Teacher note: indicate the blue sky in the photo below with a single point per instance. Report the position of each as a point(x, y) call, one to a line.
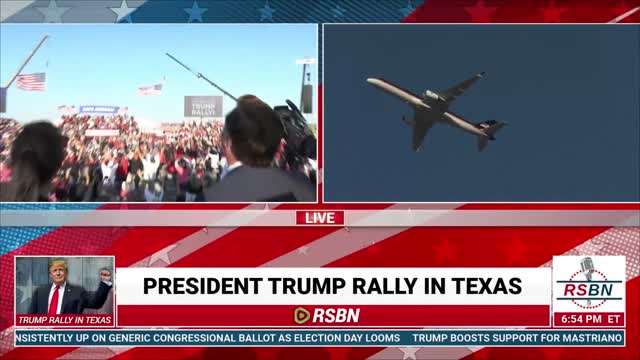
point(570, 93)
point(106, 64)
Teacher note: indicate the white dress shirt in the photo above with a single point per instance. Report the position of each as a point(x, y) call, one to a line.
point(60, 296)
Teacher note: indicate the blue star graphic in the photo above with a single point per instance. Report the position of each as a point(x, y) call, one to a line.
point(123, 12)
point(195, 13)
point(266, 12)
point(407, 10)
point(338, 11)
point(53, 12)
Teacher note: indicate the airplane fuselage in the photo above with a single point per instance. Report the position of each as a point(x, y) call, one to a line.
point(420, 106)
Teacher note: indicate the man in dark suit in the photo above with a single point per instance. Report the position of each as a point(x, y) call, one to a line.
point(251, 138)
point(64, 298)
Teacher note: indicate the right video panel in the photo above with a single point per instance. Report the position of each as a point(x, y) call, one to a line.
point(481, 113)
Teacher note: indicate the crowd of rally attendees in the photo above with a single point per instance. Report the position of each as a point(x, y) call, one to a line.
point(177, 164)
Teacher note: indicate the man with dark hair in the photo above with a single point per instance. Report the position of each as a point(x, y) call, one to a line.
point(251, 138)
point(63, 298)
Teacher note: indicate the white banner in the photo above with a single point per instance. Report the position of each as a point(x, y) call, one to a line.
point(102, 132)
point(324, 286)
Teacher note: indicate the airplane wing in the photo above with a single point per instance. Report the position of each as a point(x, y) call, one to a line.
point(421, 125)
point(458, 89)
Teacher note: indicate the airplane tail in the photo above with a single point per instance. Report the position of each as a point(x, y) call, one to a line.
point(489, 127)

-----

» **AIM OF THE TASK**
Repeat the material verbatim. Do not carry over any picture.

» **SOLUTION FOR THIS PROBLEM**
Teacher note: indicate the blue sky in the photo below with a single point per instance. Report the position of each as a point(x, y) call, one to a line.
point(570, 93)
point(106, 64)
Teacher note: indicate the white dress shirt in the photo above with a single point per instance. Report the position of each as a point(x, y) call, one to a line.
point(60, 296)
Teacher note: indicate the blue star graphic in the photo above with a single point per instance. Report the position of each as a point(x, y) call, one to a line.
point(123, 12)
point(195, 13)
point(266, 12)
point(407, 10)
point(338, 11)
point(53, 12)
Teacher note: indicate the airplane fuselage in the photo above with a single point per instance. Report the position of each as a point(x, y) call, one to a line.
point(420, 106)
Teacher note: indicate the man in dark suit in the photo above with a single point per instance. Report the position of each as a point(x, y) call, one to a line.
point(251, 138)
point(64, 298)
Teacher note: indicate the right video panel in the photo above with a single point per instance. Report the position of each as a point(x, y) call, one to a line.
point(481, 113)
Teacher note: indicate the crowd of rally attendees in the photo above with a single point per instance. Report the position of each as a point(x, y) call, one to a line.
point(177, 164)
Teacher note: indicate the man with dark hair in the photo above with a single point per instance. Report the position of each as a point(x, y) call, one to a line.
point(251, 138)
point(63, 298)
Teacher note: indicate the white banner in the photo above with a single point per instance. Report the position of each as a point(x, y) call, one to a line.
point(102, 132)
point(324, 286)
Teacher note: indicate the airplane wing in the photo above with a single point per instance. Report the position of each as a point(x, y) call, one to a line.
point(421, 125)
point(458, 89)
Teacher note: indicate the airplane tail in the photo above with a single point per instance. Report the position of each as a point(x, y) call, one to a line.
point(489, 127)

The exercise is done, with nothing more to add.